··· RECORD SET ···
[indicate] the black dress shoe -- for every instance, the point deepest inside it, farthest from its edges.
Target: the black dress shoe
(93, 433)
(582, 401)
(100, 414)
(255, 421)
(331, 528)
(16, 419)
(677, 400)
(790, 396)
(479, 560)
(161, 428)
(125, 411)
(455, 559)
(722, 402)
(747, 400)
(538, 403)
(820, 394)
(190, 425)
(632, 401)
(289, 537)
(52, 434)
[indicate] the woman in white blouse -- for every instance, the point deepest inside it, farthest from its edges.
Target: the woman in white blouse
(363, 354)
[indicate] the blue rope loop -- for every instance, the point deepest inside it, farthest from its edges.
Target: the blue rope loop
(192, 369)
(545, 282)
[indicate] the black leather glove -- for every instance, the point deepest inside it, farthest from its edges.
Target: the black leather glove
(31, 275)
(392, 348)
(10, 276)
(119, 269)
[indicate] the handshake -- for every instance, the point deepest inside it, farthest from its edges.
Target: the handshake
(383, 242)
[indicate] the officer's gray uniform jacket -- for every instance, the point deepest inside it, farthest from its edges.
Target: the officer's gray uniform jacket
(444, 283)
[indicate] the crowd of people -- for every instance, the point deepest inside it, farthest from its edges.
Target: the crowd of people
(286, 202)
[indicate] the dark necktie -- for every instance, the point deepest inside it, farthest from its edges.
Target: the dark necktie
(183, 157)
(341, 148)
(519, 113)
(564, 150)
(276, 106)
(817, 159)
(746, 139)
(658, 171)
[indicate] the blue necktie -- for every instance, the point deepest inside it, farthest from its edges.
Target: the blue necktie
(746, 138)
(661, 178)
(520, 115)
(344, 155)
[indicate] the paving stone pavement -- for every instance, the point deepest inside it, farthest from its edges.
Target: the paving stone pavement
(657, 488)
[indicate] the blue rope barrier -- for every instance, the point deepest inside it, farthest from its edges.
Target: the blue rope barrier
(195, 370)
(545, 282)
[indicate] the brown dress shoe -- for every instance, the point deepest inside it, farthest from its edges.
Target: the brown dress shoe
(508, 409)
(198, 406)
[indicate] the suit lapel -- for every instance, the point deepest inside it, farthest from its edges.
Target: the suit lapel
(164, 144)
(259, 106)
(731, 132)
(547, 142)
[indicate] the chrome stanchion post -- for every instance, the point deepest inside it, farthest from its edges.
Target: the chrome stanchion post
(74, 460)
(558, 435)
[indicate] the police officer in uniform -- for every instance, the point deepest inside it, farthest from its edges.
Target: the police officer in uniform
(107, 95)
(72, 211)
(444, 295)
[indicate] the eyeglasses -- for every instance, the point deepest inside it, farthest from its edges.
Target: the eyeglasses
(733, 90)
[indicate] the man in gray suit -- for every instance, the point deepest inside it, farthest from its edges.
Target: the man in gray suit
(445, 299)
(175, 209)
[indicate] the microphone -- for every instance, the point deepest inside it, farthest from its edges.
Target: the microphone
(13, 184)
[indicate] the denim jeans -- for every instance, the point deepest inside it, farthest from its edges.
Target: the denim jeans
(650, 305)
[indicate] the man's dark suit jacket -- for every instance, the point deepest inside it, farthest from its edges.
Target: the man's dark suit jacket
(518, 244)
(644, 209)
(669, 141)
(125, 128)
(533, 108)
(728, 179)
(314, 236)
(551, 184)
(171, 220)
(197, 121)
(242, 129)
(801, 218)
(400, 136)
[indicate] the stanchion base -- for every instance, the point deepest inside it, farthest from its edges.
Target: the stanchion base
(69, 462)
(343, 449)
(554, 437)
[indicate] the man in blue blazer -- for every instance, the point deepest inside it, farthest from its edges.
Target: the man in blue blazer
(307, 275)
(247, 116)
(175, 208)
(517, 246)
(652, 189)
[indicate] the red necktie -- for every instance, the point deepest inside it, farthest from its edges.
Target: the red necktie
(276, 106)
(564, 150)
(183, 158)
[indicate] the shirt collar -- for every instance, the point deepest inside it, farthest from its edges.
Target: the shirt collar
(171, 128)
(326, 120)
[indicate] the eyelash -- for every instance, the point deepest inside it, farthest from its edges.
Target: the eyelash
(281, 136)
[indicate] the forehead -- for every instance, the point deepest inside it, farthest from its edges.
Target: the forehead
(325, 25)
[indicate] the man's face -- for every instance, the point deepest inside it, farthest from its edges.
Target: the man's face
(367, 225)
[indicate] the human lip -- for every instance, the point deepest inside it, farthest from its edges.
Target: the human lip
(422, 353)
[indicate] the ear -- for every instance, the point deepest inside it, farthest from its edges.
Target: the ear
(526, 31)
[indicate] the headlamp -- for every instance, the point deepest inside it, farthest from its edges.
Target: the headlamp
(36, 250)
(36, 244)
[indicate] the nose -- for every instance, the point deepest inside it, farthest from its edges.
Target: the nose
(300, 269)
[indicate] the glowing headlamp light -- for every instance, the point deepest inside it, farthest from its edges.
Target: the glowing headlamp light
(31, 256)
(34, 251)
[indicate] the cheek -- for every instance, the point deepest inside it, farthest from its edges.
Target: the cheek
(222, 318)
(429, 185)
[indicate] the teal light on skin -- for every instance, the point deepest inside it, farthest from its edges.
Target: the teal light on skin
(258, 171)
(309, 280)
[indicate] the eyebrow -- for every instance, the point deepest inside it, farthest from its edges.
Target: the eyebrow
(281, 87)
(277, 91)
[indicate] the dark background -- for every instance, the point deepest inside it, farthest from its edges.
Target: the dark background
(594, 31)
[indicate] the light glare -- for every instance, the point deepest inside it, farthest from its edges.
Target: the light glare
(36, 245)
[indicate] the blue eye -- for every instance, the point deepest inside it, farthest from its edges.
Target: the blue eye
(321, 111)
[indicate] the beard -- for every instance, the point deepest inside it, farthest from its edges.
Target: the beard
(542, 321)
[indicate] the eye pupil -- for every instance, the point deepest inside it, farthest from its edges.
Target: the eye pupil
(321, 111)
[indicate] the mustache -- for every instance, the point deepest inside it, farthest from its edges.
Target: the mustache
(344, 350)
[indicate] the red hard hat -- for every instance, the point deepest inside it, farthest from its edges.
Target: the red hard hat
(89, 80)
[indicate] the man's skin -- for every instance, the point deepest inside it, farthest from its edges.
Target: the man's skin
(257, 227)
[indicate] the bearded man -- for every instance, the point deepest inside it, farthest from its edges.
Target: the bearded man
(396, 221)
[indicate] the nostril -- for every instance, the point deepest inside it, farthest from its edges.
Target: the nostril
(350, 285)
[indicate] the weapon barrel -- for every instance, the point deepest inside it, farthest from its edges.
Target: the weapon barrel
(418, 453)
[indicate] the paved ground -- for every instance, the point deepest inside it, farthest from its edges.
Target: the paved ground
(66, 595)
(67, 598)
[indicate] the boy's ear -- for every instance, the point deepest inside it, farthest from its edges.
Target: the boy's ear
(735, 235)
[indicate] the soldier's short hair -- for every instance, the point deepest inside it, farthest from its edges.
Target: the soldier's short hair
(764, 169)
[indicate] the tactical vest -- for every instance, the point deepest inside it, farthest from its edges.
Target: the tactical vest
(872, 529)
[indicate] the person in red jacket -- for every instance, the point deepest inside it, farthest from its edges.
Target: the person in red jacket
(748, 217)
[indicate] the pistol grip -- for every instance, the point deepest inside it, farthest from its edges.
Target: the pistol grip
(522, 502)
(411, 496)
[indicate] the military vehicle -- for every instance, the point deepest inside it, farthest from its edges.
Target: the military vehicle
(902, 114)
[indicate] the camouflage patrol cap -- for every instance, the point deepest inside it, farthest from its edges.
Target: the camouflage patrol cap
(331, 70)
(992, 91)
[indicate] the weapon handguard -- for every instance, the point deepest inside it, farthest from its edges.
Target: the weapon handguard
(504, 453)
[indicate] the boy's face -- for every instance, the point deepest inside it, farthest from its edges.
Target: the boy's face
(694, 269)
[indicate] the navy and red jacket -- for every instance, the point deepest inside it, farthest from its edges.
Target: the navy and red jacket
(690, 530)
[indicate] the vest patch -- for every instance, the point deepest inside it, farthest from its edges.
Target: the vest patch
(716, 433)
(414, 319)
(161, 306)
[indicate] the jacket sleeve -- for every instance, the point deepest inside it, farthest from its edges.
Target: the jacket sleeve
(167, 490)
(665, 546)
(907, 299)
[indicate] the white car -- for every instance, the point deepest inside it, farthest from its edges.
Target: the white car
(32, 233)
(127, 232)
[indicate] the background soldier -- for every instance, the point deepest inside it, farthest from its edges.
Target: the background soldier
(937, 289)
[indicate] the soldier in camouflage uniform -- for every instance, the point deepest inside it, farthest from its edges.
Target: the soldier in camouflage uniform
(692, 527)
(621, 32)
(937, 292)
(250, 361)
···
▶ TRY IT
From the line containing "Target: the white car" down to the final line of the records above, copy everything exactly and include nothing else.

▶ EXERCISE OUTPUT
Target: the white car
(32, 233)
(127, 232)
[indicate] the background soldier -- for every instance, the point deepest inside it, farthest from its edges.
Target: the background soldier
(937, 289)
[indicate] the soldier in camouflage uniform -- for every instance, the point deepest inside it, farthest from its edges.
Target: the soldier in camouflage uniform
(692, 527)
(621, 32)
(937, 292)
(250, 361)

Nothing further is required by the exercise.